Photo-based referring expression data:
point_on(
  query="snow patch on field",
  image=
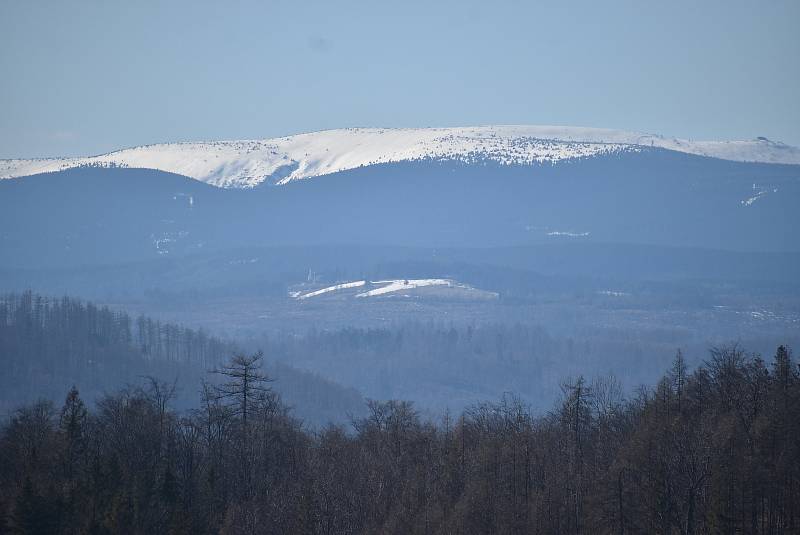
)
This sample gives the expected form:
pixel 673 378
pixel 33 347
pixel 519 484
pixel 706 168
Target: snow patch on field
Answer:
pixel 392 286
pixel 329 289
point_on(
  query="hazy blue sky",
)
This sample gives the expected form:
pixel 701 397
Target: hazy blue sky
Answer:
pixel 84 77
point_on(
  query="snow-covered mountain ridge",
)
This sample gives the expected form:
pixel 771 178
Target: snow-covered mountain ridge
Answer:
pixel 243 164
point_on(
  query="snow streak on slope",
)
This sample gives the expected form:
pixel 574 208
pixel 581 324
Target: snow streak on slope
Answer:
pixel 278 161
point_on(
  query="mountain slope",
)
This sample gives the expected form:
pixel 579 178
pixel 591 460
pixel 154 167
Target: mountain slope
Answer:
pixel 243 164
pixel 90 216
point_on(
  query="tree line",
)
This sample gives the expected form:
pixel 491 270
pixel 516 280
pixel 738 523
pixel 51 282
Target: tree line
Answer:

*What you need to do:* Go through the entries and return each line where the word "covered" appears.

*Written answer:*
  query="snow-covered mountain ridge",
Target: snow-covered mountain ridge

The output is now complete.